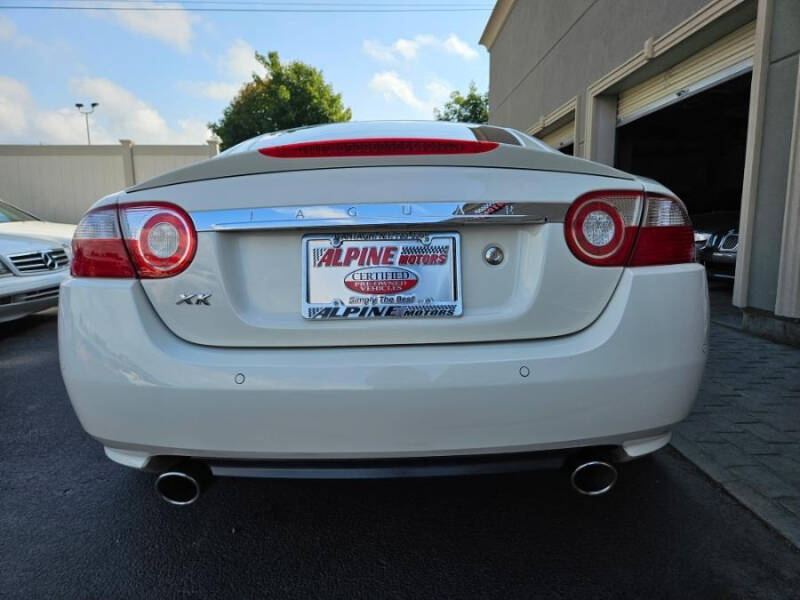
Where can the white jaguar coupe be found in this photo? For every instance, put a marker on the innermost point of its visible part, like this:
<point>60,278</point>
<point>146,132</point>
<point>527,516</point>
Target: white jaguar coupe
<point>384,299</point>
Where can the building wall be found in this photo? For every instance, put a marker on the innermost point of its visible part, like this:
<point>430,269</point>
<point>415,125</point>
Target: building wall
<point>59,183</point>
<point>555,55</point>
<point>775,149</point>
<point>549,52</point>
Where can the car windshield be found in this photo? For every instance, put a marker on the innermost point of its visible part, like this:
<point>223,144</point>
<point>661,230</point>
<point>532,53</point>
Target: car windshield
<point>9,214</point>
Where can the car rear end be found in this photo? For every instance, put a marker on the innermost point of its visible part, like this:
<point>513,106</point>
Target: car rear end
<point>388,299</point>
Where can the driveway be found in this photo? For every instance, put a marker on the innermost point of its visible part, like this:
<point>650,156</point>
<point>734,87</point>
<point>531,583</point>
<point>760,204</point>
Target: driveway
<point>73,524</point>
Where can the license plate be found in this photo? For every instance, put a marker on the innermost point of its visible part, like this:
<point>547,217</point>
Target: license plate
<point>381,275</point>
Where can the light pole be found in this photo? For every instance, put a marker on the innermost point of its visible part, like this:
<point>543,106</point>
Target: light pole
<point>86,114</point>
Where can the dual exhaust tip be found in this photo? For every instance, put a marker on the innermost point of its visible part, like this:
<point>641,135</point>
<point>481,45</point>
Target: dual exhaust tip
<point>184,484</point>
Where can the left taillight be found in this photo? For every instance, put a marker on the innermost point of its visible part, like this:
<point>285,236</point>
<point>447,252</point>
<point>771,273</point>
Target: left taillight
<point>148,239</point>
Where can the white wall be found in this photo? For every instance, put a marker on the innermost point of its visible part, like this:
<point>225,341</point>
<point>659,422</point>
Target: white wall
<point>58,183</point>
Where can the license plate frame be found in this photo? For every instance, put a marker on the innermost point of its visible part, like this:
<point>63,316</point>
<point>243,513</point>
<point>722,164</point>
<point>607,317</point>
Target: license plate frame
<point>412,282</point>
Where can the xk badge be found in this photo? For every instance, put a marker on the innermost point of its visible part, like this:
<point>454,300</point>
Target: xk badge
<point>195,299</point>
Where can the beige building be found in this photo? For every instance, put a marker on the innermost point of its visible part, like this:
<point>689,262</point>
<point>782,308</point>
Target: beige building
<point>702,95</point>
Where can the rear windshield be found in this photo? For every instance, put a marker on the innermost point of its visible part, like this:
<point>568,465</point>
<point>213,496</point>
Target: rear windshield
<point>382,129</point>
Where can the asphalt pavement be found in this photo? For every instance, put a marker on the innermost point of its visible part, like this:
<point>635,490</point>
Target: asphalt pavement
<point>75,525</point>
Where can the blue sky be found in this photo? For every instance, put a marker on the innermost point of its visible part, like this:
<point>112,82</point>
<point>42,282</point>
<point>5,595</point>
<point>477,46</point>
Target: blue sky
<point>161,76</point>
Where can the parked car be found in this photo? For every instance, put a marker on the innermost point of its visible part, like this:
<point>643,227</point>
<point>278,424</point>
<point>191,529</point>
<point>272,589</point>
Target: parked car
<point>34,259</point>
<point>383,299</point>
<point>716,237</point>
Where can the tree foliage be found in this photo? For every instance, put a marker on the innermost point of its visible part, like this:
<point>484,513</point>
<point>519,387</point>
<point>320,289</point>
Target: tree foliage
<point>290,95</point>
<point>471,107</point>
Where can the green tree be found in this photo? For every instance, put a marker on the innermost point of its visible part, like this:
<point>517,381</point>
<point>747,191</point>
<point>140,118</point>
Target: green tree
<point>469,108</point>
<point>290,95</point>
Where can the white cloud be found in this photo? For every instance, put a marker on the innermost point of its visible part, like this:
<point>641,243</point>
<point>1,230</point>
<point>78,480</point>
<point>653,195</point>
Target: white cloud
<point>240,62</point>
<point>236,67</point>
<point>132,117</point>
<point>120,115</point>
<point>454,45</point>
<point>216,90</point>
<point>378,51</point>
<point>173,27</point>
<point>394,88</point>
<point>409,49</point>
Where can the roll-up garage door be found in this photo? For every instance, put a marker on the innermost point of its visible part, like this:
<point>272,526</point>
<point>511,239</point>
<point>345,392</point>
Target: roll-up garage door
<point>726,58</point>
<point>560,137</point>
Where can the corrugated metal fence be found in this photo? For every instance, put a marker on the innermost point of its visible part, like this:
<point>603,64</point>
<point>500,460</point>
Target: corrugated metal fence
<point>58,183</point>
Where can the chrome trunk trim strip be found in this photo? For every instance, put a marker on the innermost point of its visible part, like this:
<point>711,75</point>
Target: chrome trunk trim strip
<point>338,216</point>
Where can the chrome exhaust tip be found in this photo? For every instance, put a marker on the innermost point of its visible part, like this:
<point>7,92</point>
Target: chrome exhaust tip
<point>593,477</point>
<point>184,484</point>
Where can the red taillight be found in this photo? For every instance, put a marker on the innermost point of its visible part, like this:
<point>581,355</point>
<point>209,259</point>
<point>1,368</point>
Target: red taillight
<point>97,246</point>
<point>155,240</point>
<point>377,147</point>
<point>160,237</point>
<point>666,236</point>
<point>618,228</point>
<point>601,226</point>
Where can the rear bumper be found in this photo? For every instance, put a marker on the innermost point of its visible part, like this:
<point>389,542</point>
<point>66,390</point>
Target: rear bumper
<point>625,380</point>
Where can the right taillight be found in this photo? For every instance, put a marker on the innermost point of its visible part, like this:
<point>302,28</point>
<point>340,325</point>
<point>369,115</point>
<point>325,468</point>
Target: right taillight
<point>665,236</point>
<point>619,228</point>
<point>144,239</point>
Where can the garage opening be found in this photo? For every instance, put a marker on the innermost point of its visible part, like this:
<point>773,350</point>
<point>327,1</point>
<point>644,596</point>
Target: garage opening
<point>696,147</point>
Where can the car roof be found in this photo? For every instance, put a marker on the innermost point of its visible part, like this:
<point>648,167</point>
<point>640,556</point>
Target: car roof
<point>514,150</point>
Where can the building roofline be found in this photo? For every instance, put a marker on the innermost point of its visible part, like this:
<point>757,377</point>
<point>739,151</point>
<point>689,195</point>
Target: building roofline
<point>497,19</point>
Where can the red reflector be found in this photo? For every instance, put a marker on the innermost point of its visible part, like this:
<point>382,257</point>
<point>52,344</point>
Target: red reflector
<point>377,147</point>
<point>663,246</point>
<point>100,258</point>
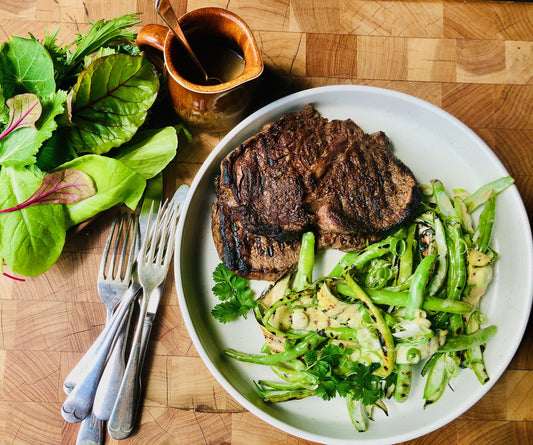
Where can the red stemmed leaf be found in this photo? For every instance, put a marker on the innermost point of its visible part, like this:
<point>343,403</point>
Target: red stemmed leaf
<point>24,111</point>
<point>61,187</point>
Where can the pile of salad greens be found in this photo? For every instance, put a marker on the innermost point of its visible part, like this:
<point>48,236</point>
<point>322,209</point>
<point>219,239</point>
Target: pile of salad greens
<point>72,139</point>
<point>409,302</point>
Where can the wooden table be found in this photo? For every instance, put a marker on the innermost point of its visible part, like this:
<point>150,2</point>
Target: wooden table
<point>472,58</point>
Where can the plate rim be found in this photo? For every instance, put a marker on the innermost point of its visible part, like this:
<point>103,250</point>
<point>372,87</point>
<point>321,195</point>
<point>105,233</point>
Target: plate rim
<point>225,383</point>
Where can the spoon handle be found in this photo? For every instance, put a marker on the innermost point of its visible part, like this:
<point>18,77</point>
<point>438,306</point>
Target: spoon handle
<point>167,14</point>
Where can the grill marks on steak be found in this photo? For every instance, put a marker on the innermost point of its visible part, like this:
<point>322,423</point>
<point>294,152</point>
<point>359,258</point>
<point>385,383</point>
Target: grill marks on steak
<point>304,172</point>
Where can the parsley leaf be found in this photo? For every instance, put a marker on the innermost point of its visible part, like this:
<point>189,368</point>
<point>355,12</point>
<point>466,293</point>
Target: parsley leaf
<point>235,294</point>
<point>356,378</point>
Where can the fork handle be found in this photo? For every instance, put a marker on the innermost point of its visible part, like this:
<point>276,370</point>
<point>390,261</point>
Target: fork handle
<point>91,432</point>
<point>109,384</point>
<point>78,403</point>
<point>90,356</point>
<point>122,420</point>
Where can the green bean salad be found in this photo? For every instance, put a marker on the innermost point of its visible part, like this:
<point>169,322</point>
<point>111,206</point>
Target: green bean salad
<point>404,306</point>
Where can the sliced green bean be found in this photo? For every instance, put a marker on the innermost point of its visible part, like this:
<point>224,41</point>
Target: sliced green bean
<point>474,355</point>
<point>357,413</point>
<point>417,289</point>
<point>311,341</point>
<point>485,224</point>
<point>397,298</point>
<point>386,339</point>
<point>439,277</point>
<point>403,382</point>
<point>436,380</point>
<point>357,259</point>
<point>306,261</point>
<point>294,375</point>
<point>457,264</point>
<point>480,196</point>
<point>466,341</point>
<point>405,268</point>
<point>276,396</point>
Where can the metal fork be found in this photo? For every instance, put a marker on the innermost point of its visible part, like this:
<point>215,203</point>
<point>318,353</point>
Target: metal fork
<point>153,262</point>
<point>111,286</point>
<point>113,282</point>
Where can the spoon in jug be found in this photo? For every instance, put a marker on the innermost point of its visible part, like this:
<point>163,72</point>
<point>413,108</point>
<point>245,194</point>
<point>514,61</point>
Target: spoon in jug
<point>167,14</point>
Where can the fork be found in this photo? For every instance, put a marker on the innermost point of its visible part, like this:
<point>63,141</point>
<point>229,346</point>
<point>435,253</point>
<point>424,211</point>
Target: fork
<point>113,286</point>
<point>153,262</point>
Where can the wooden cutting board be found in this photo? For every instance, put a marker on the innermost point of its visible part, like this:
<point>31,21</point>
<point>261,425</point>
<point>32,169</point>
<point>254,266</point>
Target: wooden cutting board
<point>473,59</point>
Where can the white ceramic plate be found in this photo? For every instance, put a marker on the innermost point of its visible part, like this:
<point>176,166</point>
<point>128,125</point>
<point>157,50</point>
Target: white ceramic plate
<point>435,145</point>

▶ _PROBLEM_
Set down nothing but the lines from the one with "Where can the wooden cutting" through the end of the records, keeping each line exactly as written and including both ends.

▶ _WRITTEN ANSWER_
Where can the wooden cutting board be found in this photo? For every instance, put a marker on the innermost point of its visible part, like this:
<point>31,21</point>
<point>261,425</point>
<point>32,169</point>
<point>254,266</point>
Target: wooden cutting board
<point>473,59</point>
Where can the white ceramic plate be found in this photo? For every instance, put a marker on the innermost point of its visible part, like this:
<point>176,166</point>
<point>128,125</point>
<point>157,50</point>
Target: white ceramic plate
<point>435,145</point>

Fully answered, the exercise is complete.